(Labeled-object pointing entries)
###

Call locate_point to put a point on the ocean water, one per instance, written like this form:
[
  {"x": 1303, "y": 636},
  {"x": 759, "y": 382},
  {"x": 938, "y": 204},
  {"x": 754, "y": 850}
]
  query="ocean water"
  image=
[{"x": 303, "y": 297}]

###

**Work required:** Rewrite these lines with "ocean water" swapped for "lake water" everywhere, keeping everything else unchanged.

**Written solution:**
Call locate_point to put a point on the lake water, one per instance, written like this form:
[
  {"x": 1303, "y": 636},
  {"x": 759, "y": 382},
  {"x": 938, "y": 204},
  {"x": 754, "y": 850}
]
  query="lake water"
  image=
[{"x": 303, "y": 297}]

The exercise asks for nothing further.